Written instruction
Retype the records below line for line, with no changes.

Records
===

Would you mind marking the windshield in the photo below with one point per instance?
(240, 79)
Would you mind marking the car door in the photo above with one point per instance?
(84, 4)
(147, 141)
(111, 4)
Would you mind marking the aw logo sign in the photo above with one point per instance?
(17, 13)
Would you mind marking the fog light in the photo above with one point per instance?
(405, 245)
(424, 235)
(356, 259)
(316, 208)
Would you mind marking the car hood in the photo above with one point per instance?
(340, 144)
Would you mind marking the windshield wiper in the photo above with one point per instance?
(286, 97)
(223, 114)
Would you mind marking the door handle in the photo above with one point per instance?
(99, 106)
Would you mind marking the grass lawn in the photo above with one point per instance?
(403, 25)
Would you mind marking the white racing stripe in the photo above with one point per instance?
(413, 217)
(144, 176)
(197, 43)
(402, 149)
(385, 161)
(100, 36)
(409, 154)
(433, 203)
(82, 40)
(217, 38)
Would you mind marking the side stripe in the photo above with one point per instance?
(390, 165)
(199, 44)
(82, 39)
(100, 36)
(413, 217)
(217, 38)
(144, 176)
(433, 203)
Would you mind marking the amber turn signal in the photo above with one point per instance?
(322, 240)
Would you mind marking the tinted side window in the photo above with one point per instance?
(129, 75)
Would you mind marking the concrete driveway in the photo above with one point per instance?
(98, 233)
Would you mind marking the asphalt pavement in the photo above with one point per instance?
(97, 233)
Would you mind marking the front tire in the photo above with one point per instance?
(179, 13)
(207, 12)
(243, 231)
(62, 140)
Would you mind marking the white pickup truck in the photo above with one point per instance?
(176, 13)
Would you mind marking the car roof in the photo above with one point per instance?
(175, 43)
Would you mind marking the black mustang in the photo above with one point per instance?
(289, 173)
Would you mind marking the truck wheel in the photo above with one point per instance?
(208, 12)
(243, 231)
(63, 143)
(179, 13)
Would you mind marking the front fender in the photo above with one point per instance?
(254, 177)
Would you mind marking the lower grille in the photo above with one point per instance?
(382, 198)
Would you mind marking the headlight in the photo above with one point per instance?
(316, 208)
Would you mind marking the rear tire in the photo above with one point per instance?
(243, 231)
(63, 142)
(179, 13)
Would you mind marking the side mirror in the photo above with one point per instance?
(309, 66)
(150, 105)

===

Task solution
Would you mind marking the windshield in the photo below with one point per instance?
(240, 79)
Would you mind marking the car door in the photo above with one point per instance?
(84, 4)
(147, 141)
(111, 4)
Would you mind marking the aw logo sign in the photo above with one point per instance?
(17, 13)
Would you mind marking the fog light in the photo above with one point per instance?
(405, 245)
(424, 235)
(356, 259)
(316, 208)
Would you mind marking the car hood in the photo above with one point per instance?
(340, 144)
Would you mind marking the windshield wiper in the photo above with one point per instance?
(286, 97)
(223, 114)
Would you mind marking the door handle in the photo above with one point per instance?
(99, 106)
Would you mind marking the grass lawn in the photo above with one point per instance?
(403, 25)
Would you mind marking the white racing stripe in the photo above with one point per instance?
(413, 217)
(144, 176)
(197, 43)
(402, 149)
(385, 161)
(100, 36)
(409, 154)
(433, 203)
(82, 40)
(217, 38)
Would you mind marking the side stripe in the photo above with one point per instance?
(390, 165)
(199, 44)
(82, 39)
(100, 36)
(413, 217)
(217, 38)
(144, 176)
(433, 203)
Would you mind marking the amber turn signal in the photo above with one point per instance?
(322, 240)
Would you mind marking the tinted side window in the photo above with one point per instance?
(129, 75)
Would you mind marking the concrete driveway in the photo above with one point per instance?
(98, 233)
Would you mind marking the asphalt pavement in the photo above with one point per instance?
(97, 233)
Would you mind marking the front tire in the photo above with one point per instance?
(179, 13)
(207, 12)
(243, 231)
(62, 140)
Would you mind marking the white pickup truck in the photo above with one point per instance?
(176, 13)
Would you mind marking the car roof in the photo above with one point per instance?
(175, 43)
Would you mind marking the black mustang in the photo above with one point per instance?
(289, 173)
Would you mind marking the truck wheel in the photo above with one point per instance?
(208, 12)
(243, 231)
(63, 143)
(179, 13)
Would you mind marking the front fender in the photo above with one point per instance?
(254, 177)
Would you mind marking the lower grille in the photo above with one point per instance?
(382, 198)
Would you mind marking the headlight in the photo above with one point per instance?
(316, 208)
Would you mind marking the rear tire in the photo above with one point per instance?
(243, 231)
(63, 142)
(179, 13)
Would you mind marking the side mirror in the photo above with one point per instance?
(309, 66)
(150, 105)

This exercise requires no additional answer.